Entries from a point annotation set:
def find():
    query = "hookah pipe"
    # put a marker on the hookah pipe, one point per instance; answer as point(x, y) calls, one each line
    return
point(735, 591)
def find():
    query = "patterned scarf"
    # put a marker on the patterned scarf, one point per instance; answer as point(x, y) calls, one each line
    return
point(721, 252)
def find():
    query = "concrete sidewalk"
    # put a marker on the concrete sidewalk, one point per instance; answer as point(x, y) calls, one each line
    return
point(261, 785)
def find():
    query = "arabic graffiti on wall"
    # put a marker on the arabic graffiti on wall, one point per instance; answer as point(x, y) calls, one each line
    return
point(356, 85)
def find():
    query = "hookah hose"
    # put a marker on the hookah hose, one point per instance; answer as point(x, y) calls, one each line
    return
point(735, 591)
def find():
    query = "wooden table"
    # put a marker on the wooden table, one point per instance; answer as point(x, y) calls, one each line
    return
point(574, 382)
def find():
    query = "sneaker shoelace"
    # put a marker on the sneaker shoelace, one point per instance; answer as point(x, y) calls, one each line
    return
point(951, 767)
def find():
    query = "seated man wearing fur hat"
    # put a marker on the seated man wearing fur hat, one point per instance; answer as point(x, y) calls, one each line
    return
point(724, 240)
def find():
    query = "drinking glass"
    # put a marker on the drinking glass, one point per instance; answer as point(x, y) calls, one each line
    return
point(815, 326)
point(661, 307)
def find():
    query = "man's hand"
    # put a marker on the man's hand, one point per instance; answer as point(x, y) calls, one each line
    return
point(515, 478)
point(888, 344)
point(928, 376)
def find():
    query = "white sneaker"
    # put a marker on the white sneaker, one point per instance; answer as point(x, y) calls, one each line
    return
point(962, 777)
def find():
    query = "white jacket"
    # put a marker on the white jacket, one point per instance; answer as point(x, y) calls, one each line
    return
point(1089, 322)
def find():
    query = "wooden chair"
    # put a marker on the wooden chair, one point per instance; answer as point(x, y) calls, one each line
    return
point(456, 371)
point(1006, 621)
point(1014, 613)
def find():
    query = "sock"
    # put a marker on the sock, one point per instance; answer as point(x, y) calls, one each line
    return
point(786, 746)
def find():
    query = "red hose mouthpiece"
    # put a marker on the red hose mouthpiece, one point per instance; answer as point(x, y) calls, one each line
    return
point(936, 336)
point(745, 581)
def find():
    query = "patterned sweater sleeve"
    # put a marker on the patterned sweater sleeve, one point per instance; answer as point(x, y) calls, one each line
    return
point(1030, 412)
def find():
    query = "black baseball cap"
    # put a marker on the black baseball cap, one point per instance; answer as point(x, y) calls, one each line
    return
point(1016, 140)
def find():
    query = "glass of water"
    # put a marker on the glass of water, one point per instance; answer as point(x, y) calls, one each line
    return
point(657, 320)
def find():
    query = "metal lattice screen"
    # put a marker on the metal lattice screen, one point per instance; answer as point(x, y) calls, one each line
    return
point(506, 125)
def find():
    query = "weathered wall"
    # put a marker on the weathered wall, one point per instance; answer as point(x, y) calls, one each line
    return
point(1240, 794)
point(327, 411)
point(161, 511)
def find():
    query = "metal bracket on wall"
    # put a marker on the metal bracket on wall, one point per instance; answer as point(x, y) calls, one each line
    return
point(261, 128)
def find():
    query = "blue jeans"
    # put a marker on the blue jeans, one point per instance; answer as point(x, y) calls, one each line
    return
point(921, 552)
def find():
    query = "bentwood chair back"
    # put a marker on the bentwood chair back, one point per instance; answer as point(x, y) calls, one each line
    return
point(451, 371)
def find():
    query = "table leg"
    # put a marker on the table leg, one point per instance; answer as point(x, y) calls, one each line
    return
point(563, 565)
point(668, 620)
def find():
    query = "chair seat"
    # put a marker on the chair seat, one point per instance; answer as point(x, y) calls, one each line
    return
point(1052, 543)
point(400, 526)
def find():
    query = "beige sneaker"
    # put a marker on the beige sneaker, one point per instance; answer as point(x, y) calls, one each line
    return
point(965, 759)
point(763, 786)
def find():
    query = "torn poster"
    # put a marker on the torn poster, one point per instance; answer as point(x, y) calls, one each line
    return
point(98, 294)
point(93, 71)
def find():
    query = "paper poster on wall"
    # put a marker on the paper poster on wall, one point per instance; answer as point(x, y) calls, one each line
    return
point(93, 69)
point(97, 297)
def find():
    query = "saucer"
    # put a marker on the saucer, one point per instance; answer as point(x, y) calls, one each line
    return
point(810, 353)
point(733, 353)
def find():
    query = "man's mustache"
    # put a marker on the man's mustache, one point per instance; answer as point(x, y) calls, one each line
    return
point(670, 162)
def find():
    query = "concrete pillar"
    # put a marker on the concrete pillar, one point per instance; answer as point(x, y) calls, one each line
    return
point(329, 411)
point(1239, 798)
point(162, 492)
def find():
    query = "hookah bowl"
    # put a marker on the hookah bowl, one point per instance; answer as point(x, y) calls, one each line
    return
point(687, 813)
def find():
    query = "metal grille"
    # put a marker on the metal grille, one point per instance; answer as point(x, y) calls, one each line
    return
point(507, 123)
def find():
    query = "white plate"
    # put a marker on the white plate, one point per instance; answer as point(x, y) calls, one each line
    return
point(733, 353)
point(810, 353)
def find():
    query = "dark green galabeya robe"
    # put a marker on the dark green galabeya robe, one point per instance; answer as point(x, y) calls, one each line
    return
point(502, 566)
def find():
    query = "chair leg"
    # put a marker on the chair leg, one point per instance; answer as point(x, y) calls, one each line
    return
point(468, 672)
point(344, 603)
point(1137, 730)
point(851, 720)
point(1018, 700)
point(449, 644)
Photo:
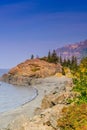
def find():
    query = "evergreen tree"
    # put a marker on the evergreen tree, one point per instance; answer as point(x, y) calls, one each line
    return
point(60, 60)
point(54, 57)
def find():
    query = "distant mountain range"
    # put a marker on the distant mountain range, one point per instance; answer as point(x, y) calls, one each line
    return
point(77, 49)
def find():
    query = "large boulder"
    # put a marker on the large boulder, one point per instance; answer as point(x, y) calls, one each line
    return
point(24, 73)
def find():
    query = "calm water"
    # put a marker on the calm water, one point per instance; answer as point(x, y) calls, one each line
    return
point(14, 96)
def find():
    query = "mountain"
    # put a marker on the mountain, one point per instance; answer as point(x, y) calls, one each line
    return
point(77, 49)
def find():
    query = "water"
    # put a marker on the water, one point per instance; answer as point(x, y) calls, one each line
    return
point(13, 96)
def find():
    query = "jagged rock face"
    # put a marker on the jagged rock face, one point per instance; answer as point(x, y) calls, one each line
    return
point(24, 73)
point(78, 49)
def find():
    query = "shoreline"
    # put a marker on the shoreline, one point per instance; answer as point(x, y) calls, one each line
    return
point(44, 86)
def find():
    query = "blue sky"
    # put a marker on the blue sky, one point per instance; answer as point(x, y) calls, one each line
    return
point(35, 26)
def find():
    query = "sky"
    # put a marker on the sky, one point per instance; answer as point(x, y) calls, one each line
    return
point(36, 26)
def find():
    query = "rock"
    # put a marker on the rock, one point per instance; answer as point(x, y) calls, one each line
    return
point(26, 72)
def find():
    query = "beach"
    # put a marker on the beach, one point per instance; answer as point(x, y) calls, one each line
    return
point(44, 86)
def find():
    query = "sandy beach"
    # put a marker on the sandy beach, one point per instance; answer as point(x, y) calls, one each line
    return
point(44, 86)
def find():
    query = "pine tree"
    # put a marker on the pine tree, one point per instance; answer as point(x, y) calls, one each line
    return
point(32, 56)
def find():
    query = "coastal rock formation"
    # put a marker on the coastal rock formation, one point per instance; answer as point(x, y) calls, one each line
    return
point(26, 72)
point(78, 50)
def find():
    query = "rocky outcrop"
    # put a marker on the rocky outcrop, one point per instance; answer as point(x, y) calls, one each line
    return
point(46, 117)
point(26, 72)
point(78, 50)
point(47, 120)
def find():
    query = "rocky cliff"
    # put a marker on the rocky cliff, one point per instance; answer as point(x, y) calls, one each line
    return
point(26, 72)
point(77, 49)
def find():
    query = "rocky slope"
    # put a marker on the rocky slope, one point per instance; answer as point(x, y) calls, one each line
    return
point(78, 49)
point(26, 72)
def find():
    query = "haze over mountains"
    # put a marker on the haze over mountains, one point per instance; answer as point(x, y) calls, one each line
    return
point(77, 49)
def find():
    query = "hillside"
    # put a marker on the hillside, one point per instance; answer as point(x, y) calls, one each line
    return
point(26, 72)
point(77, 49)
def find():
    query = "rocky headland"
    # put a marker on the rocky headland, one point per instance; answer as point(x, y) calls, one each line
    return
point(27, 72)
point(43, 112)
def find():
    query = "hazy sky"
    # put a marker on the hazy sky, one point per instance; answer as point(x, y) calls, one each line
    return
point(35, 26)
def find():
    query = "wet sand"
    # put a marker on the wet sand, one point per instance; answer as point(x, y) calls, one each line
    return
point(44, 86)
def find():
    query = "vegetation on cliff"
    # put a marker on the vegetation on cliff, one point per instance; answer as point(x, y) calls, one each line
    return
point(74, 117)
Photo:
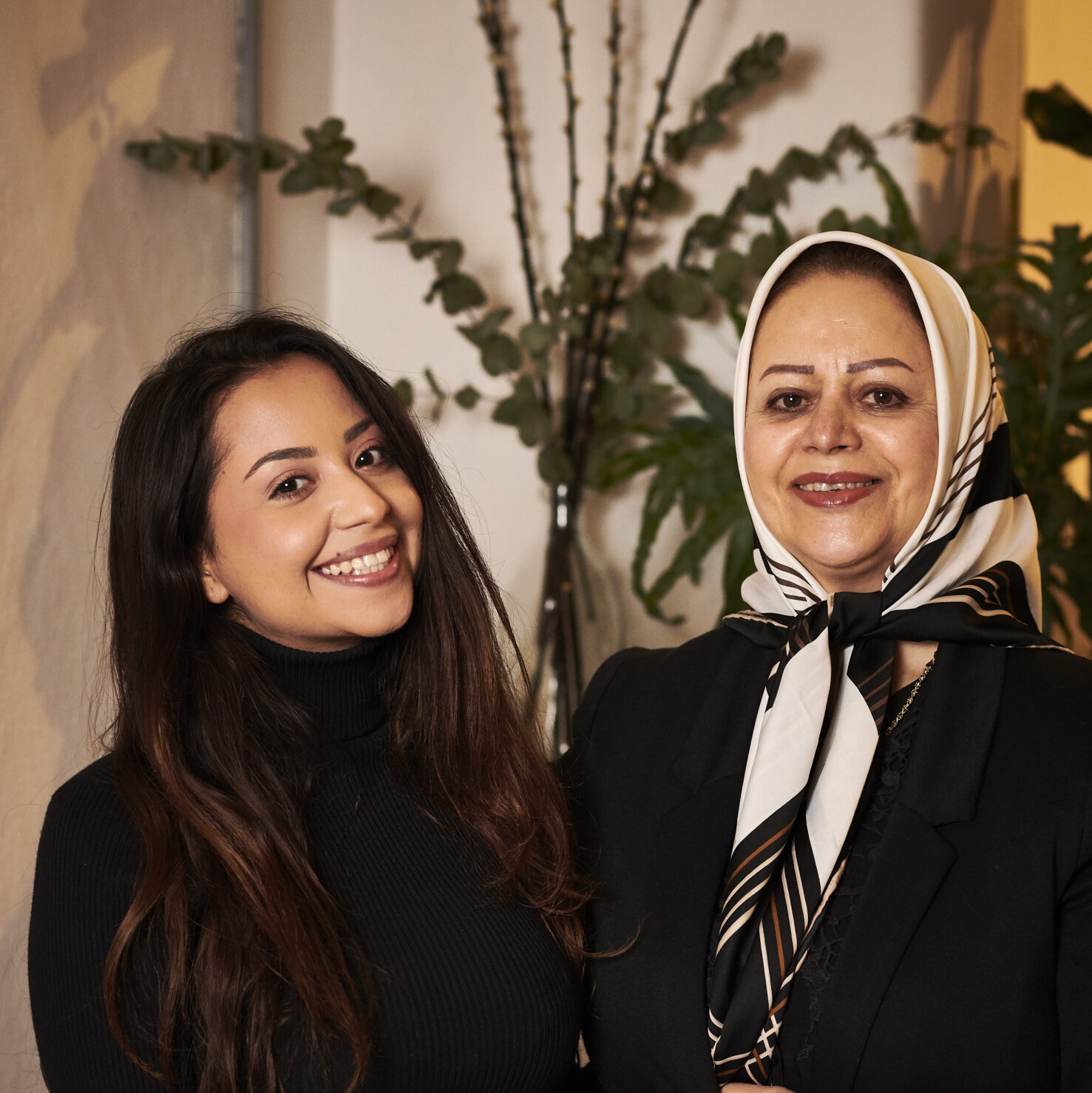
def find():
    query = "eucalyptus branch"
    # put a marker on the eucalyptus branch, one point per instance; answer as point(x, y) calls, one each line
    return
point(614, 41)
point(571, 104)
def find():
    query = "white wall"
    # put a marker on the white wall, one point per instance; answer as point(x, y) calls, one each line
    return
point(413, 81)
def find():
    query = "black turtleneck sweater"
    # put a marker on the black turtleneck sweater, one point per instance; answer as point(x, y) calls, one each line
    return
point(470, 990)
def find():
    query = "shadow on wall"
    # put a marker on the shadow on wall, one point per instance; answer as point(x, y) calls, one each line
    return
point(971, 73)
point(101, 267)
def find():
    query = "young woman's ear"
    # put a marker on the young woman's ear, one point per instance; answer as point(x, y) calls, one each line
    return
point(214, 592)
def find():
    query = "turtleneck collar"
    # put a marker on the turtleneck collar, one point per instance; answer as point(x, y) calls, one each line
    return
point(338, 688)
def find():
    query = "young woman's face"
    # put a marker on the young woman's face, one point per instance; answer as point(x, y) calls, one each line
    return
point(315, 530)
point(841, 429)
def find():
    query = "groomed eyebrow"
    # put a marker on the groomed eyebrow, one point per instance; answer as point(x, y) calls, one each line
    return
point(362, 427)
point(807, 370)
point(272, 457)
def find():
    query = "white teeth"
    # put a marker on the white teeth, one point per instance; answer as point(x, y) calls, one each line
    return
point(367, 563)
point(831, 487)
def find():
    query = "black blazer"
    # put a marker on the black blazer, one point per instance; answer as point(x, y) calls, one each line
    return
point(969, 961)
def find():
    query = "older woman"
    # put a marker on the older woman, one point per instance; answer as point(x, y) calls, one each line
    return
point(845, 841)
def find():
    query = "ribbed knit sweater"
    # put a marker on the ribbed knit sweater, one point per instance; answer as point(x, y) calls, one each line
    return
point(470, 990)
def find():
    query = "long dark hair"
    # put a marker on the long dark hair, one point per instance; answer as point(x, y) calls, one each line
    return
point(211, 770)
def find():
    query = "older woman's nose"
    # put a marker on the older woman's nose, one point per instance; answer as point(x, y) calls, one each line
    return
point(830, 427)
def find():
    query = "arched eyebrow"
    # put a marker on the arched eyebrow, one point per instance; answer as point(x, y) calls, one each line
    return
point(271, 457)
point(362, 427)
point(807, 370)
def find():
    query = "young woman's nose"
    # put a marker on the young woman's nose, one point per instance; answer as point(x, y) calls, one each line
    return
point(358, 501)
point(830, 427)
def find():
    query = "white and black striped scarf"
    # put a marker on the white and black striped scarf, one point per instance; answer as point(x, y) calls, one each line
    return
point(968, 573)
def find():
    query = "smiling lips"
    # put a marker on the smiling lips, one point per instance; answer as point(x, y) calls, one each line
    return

Your instructions
Switch "marker" to "dot" in the rows from the first line through the line with "point(261, 785)", that line included, and give those lines back with nothing else altered.

Full solution
def find():
    query = "hookah pipe"
    # put a dot on the hookah pipe, one point per instance; answer as point(x, y) calls, one each line
    return
point(735, 591)
def find():
    query = "patterned scarf"
    # put a dot on the patterned scarf, one point per instance; answer as point(x, y) calls, one each line
    return
point(721, 252)
def find():
    query = "concrete sidewalk"
    # put a dot on the concrete sidewalk, one point per instance; answer as point(x, y) calls, one each line
    return
point(261, 785)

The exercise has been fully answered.